The enteric nervous system and gut barrier integrity are critical components of total-body immunity. In what ways does somatosensory stimulation influence the interaction between neuropeptides and gut microbiota, and what clinical anecdotes demonstrate this connection’s impact on managing chronic inflammatory or autoimmune disorders?
The 2025 review sheds significant light on how somatosensory stimulation reaches all the way to the gut, influencing the delicate interaction between the enteric nervous system and our resident microbiota. By activating specific neural circuits, acupuncture can strengthen the integrity of the gut barrier, effectively preventing the “leaking” of inflammatory triggers into the bloodstream. We are seeing that this process is mediated by the release of neuropeptides that communicate directly with gut bacteria, creating a feedback loop that helps regulate whole-body immunity. I have seen cases where patients with chronic inflammatory bowel issues or autoimmune flare-ups experience significant relief because the treatment essentially “re-educated” their gut-immune axis. It is a powerful reminder that the body is an interconnected network where a signal at a somatic acupoint can stabilize the microbial environment of the digestive tract.

#### Tasks and exercises:
1. In the passage on acupuncture and gut immunity, restate the paragraph beginning "The 2025 review sheds significant light" as a short bulleted list that keeps its main facts.
2. According to the passage on acupuncture and gut immunity, what does a stronger gut barrier prevent?

#### Supplied records:
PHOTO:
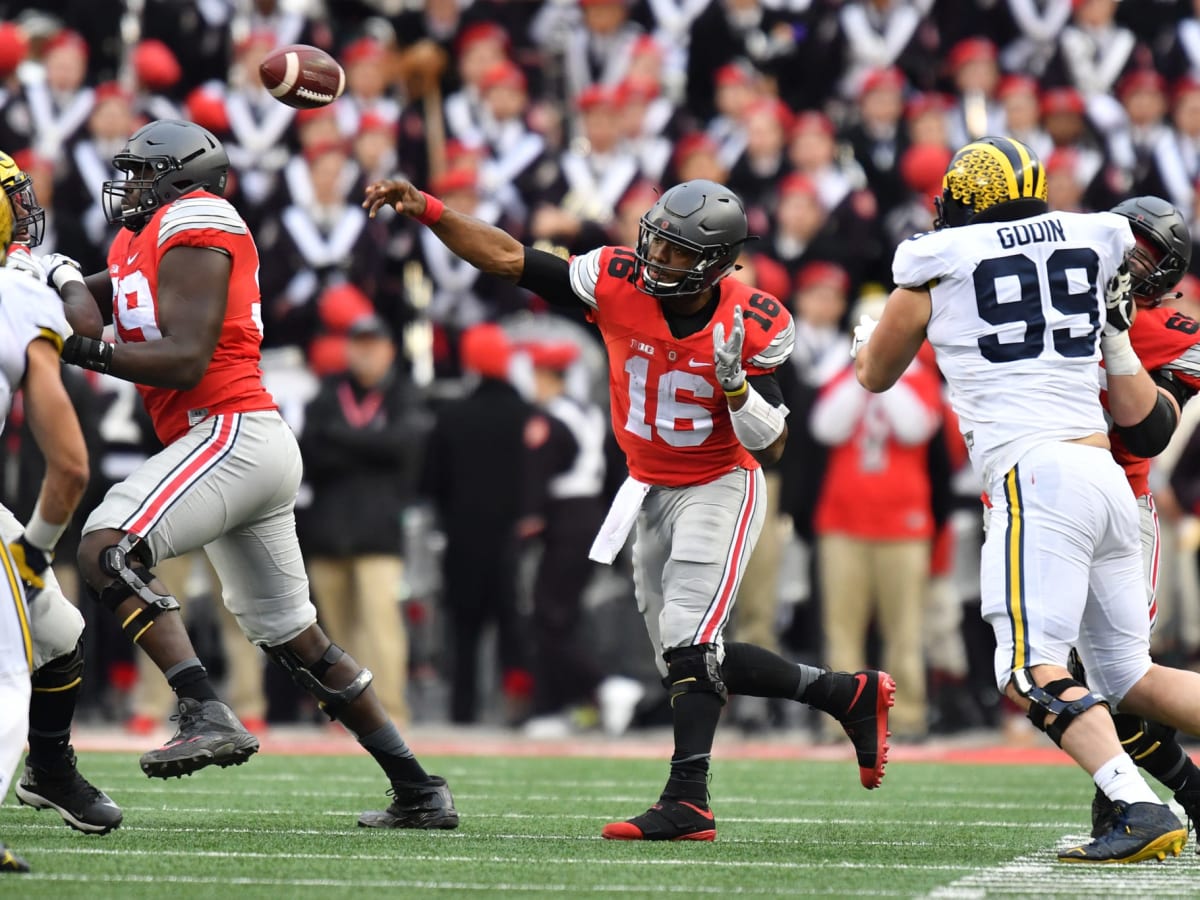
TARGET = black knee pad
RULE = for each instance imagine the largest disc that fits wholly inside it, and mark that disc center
(694, 669)
(127, 563)
(309, 676)
(1044, 702)
(60, 673)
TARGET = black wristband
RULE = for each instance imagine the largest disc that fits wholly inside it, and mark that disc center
(88, 353)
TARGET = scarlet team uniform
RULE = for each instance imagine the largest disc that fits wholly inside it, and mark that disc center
(1164, 340)
(701, 493)
(228, 475)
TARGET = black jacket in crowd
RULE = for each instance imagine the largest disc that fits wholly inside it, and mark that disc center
(363, 471)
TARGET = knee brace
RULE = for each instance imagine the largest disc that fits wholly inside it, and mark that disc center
(127, 562)
(60, 673)
(694, 669)
(1044, 702)
(331, 700)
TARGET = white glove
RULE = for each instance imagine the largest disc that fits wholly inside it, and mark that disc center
(61, 270)
(727, 354)
(1120, 303)
(863, 331)
(22, 261)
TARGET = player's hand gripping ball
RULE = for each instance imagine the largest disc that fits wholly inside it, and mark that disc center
(303, 77)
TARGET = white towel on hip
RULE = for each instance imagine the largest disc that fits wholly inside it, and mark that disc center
(619, 521)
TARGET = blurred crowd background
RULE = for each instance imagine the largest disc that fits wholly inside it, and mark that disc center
(455, 427)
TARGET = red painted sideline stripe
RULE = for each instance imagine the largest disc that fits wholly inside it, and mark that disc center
(466, 743)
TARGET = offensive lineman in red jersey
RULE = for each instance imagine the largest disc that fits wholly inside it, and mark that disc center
(181, 289)
(696, 409)
(1168, 343)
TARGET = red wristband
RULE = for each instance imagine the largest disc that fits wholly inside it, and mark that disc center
(433, 209)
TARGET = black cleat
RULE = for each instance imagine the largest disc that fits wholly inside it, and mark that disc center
(209, 735)
(1144, 831)
(82, 805)
(10, 862)
(666, 821)
(865, 720)
(1104, 814)
(1191, 803)
(426, 805)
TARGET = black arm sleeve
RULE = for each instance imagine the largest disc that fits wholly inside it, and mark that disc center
(1150, 437)
(1173, 385)
(549, 277)
(768, 388)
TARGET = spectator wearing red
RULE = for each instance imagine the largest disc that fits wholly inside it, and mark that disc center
(737, 85)
(478, 48)
(157, 77)
(367, 90)
(474, 474)
(801, 229)
(1132, 145)
(922, 168)
(874, 525)
(1020, 97)
(514, 151)
(696, 156)
(1065, 119)
(361, 444)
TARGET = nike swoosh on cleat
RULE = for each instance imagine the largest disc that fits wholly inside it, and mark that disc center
(706, 813)
(862, 685)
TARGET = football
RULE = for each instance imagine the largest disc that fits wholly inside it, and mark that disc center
(303, 77)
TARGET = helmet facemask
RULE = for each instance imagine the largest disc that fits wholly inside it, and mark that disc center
(130, 203)
(658, 279)
(29, 222)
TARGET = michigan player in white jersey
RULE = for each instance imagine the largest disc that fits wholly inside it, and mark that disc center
(1019, 305)
(51, 780)
(33, 328)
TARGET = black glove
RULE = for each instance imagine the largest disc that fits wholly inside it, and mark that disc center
(1120, 303)
(88, 353)
(31, 564)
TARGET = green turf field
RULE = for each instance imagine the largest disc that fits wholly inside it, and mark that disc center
(283, 827)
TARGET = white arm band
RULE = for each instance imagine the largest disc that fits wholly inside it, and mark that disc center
(757, 424)
(1119, 354)
(43, 534)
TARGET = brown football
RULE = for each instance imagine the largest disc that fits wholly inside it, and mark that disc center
(303, 77)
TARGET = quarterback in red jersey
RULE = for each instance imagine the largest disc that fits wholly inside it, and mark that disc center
(181, 289)
(1168, 343)
(696, 409)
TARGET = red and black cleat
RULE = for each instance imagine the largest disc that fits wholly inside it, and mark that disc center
(865, 721)
(666, 821)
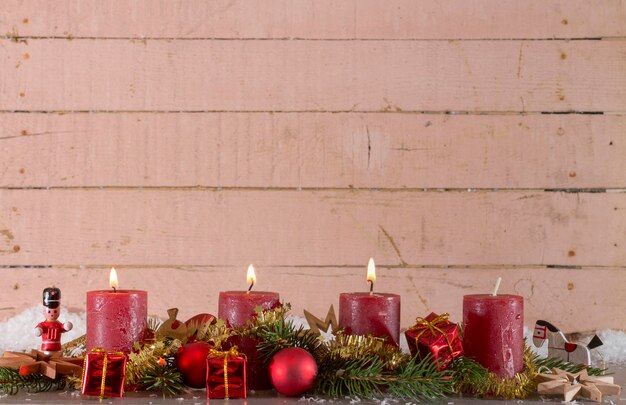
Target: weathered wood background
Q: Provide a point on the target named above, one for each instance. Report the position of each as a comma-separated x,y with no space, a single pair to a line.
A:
454,142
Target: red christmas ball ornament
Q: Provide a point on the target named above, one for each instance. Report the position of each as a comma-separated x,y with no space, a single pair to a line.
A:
191,362
293,371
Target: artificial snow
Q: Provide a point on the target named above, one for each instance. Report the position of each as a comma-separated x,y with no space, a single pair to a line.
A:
19,331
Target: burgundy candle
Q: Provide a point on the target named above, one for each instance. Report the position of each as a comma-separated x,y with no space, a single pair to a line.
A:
493,332
371,313
116,319
237,308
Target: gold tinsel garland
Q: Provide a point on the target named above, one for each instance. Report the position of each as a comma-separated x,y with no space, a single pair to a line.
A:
470,377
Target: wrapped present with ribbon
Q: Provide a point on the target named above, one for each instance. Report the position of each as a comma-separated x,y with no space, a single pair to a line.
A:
103,373
437,336
226,374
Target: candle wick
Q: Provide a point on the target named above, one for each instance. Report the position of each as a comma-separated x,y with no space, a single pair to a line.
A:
495,290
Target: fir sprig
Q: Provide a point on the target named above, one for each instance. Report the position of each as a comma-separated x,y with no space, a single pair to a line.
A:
354,378
162,377
11,382
420,380
282,334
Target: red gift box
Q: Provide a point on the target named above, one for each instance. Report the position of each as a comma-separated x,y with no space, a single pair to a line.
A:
226,375
103,373
437,336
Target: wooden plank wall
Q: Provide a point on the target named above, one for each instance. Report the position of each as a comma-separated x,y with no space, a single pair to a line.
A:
180,140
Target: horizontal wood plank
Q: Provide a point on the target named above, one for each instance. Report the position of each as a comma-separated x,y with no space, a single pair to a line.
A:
205,75
310,228
553,294
312,150
320,19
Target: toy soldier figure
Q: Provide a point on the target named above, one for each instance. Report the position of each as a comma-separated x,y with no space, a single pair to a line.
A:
51,329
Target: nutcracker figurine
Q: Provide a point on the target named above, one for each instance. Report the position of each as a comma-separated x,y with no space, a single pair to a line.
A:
50,330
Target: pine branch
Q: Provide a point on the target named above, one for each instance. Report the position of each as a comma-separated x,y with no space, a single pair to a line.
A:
11,382
420,381
165,378
353,378
367,378
548,363
282,334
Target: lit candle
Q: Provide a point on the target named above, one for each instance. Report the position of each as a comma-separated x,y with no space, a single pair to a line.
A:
116,319
493,331
237,307
370,313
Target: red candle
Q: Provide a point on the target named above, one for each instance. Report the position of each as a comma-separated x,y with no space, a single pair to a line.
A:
237,307
116,319
493,332
371,313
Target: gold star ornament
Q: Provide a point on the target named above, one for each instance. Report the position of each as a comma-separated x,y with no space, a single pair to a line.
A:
575,385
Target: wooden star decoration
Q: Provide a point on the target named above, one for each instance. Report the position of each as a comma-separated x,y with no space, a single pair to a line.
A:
573,385
50,365
318,326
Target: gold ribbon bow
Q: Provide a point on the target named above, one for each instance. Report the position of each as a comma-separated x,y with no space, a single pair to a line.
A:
422,326
104,367
232,352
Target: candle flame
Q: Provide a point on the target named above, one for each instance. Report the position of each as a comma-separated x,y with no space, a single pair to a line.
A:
371,270
371,274
113,279
251,277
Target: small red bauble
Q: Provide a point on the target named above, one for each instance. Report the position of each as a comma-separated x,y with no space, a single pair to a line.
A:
191,362
293,371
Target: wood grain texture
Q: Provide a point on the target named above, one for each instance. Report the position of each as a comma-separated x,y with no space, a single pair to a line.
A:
310,228
206,75
570,297
312,150
321,19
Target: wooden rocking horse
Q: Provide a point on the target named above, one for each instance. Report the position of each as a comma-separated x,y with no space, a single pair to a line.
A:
559,347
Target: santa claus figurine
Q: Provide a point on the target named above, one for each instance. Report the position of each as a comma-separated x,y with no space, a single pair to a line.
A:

#### Numbered answers:
1.
- A 2025 review shows that somatosensory stimulation reaches the gut and affects how the enteric nervous system interacts with resident microbiota.
- By activating specific neural circuits, acupuncture can strengthen gut barrier integrity and keep inflammatory triggers from "leaking" into the bloodstream.
- This works through the release of neuropeptides that communicate directly with gut bacteria, forming a feedback loop that helps regulate whole-body immunity.
- The writer has seen patients with chronic inflammatory bowel issues or autoimmune flare-ups gain significant relief as the treatment "re-educated" their gut-immune axis.
- The body is an interconnected network, so a signal at a somatic acupoint can stabilize the microbial environment of the digestive tract.

2. It prevents the "leaking" of inflammatory triggers into the bloodstream.